* Vorliegender Text *
# Bin am Verzweifeln! BITTE HILFE!!



## foxx21 (14. Dezember 2001)

Also ich bin am Durchdrehen ich habe einen neuen Pc gekauft wo die XP Home Edition Standardmäßig drauf ist naja zuerst hab ich mal die Proffesional Edition raufgetan, ok , aus irgendeinen Grund wollt ich dann ein double boot system mit win98 machen, und jetzt geht garnichtsmehr ich hab irgendwas bei den partitionen voll verhaut, weil ich windows 98 nicht unter einer NTFS partition installieren konnte, STAND DER DINGE: ich habe zwei partionen C: 1GB, und E: 1,99GB, und win98 , von ursprünglich 60GB, kann kein FDISK ausführen werder so noch von einer STARTDISKETTE , ein freund meinte ich so ein low level format im bios durchführen hab aber schon geschaut und geschaut find das einfach nicht, 

was kann ich machen!!

bitte um dringende hilfe ich bin am verzweifeln!!

--bin für jede HILFE DANKBAR


cya


----------



## Freak_the_Flat (14. Dezember 2001)

warum probierst du nicht einfach einmal irgendein xp zu installieren! installier es doch einfach über da 98 drüber! und dann lösch manuel windows 98 von deiner platte!! 

mfg Freak


----------



## foxx21 (14. Dezember 2001)

weil i zuwenig platz dafür auf c habe, hab ich schon versucht, und meinst du wirklich das er dann bei xp wieder alle 60 GB erkennt, i don't think so


----------



## L-Boogie (14. Dezember 2001)

Moin 

Wenn du 98 und xp benutzen willst, solltest du erst 98 drauf machen und dann XP hinterher installieren.

xp nimmt die notwendigen Einstellungen für 2 nebeneinander laufende Betriebssysteme selber vor

umgedreht geht das nicht so ohneweiteres

das mit den 60 gig:
von der 98 oder xp cd booten und dann das setup abbrechen... dann ab ins dos

von dort aus kannst du eigentlich alle dosbefehle wieder aufrufen 
sollte eigentlich fluppen


----------



## foxx21 (14. Dezember 2001)

ok werd ich mal probieren danke für den tipp ;-)


----------



## Freak_the_Flat (14. Dezember 2001)

hey foxx probiers doch einfach mal mit partitionmagic!!
hiermit kannst du im windows deine festplatte wieder sowie ursprünglich in die 60gb unstellen!!!

mfg Freak


----------



## Freak_the_Flat (14. Dezember 2001)

ach jo und noch ein kleiner tipp !!

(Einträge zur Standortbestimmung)

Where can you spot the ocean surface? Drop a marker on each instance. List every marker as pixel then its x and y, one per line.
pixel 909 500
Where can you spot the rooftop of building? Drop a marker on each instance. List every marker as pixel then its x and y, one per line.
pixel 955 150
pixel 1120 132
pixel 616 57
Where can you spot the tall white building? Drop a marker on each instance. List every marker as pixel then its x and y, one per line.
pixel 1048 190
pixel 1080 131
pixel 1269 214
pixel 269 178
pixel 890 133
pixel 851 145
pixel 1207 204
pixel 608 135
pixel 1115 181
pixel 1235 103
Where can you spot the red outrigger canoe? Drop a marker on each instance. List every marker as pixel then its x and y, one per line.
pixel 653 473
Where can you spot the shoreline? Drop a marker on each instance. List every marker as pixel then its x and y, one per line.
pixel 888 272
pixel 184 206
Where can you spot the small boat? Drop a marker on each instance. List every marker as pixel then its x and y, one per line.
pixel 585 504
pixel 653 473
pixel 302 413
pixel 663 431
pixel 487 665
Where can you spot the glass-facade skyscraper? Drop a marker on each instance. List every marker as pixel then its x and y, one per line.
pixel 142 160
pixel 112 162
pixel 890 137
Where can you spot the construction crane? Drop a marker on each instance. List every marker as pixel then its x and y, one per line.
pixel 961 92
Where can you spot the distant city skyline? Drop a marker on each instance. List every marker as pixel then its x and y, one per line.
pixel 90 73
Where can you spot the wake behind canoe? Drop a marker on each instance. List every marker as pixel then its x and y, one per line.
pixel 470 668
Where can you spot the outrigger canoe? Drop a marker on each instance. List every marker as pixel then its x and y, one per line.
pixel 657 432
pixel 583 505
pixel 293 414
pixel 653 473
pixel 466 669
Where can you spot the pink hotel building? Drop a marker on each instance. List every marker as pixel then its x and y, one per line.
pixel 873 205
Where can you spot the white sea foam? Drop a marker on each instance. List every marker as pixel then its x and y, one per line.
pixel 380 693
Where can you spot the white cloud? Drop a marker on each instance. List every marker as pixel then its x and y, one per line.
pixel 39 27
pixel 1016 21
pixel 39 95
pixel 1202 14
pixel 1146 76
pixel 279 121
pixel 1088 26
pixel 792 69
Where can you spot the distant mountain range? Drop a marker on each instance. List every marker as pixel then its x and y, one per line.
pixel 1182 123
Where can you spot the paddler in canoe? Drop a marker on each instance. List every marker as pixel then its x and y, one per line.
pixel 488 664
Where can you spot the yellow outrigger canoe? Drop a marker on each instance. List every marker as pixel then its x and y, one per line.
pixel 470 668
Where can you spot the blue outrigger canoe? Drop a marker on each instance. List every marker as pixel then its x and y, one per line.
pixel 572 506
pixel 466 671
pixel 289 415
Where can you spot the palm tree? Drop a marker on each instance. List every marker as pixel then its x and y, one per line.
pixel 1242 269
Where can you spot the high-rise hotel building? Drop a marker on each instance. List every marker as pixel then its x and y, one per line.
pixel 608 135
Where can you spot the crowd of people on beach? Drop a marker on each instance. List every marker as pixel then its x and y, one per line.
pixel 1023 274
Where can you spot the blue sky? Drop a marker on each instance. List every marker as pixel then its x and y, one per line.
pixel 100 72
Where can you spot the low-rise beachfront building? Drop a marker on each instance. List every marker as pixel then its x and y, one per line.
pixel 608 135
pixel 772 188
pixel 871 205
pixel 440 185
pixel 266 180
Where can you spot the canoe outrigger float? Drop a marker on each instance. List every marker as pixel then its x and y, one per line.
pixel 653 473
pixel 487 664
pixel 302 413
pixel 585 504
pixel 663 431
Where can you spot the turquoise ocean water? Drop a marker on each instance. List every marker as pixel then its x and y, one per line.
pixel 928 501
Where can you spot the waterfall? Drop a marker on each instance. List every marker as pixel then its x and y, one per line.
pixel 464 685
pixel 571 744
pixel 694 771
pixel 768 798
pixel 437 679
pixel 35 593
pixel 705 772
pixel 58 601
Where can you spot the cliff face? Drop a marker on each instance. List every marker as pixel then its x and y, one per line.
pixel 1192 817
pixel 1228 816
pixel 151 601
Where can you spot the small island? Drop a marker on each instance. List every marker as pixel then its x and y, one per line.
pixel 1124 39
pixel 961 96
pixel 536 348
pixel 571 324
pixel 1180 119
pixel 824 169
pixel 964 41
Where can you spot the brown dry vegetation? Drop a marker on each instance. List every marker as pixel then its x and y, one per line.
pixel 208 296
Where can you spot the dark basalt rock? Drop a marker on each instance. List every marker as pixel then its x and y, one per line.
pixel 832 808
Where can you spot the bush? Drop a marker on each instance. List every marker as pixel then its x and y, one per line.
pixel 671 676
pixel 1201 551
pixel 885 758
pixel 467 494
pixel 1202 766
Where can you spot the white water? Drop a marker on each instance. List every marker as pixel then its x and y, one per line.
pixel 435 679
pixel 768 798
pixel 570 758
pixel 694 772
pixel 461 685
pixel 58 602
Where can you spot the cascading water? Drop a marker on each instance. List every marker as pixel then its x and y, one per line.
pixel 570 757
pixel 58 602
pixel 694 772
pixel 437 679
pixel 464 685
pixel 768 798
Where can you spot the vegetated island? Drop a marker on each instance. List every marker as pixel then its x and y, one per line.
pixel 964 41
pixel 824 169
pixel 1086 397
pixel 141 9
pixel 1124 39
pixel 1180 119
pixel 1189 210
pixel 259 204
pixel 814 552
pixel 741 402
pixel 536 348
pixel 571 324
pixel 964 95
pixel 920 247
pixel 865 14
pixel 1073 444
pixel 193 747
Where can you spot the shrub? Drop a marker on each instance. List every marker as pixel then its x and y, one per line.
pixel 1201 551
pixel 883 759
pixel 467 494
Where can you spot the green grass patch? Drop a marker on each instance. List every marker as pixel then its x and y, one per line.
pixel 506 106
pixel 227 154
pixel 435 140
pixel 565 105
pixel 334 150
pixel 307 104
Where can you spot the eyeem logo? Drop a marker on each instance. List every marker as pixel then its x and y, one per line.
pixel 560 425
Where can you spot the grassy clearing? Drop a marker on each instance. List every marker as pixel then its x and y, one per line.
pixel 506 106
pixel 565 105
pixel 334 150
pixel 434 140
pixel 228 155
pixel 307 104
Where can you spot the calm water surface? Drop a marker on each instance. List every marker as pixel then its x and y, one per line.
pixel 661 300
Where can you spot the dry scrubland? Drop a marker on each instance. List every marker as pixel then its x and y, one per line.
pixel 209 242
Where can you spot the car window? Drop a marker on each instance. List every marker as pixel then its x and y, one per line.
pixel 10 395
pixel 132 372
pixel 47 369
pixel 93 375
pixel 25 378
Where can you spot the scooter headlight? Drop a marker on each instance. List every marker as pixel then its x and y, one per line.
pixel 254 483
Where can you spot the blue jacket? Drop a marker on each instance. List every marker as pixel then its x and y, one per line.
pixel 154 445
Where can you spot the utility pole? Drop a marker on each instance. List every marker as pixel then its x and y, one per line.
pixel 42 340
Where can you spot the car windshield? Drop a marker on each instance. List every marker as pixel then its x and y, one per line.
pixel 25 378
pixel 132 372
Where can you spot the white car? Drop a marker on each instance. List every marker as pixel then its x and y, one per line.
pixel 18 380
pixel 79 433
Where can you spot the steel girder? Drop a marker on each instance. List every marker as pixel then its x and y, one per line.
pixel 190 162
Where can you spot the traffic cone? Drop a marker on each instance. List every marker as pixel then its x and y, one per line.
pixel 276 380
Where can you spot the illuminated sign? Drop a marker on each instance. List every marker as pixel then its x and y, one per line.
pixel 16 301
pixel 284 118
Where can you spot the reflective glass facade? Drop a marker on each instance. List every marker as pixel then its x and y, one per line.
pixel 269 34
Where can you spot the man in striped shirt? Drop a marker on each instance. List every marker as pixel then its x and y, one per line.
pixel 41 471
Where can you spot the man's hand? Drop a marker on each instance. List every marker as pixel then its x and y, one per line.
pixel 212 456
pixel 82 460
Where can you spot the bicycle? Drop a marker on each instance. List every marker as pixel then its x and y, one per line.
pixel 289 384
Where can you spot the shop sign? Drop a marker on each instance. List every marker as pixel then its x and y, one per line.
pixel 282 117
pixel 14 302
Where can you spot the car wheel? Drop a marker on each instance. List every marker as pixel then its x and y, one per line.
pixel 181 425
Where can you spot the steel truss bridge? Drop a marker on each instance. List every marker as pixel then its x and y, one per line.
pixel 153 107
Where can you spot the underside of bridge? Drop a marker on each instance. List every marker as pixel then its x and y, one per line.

* Aufgabe *
Führe den Forenthread über die verkorksten Partitionen bei der Installation von Windows XP und 98 ab seinem letzten Satz weiter.

* Antwort *
schau mal unter den systemsteuerungen beim gerätemanager und entfern dort deine festplatte, starte dann neu!!

das system macht automatisch wieder die hardware erkennung. dann müsste es eigentlich funktionieren!!!!!!!



mfg Freak


----------



## foxx21 (17. Dezember 2001)

negativ, garnichts funktioniert, schön langsam glaube ich das die Festplatte im Arschhh ist !!!!!!1

Hab alle hier aufgeführten tipps ausprobiert und garnichts geht , wenn ich fdisk starten will egal ob von cd oder von startdiskette bekomme ich immer eine meldung *Fehler Festplatte kann nicht gelesen werden* partition magic lässt sich aus irgendwelchen gründen nicht starten bekomm auch immer einen fehler egal ob beim pm6 oder 7-,,

was kann ich noch tun oder ist die festplatte echt total im ARRSCHHHHH??


----------



## Freak_the_Flat (17. Dezember 2001)

also wenn gar nichts von dem funktioniert weiß ich auch nicht mehr weiter!!
am besten du gehst mit deiner festplatte und der rechnung zum händler und fragst dort mal nach, vielleicht ist sie ja wirklich kaputt!!!

mfg Freak


----------



## foxx21 (17. Dezember 2001)

hmm, könnte es funktionieren wenn ich mit der pladde zun freund geh und der dann fdisk ausführt=? 

PS: happy x-mas


----------



## Psyclic (17. Dezember 2001)

jo sicher...
wenn du die platte an  n laufendes os hängst kannste eigentlich alles damit machen...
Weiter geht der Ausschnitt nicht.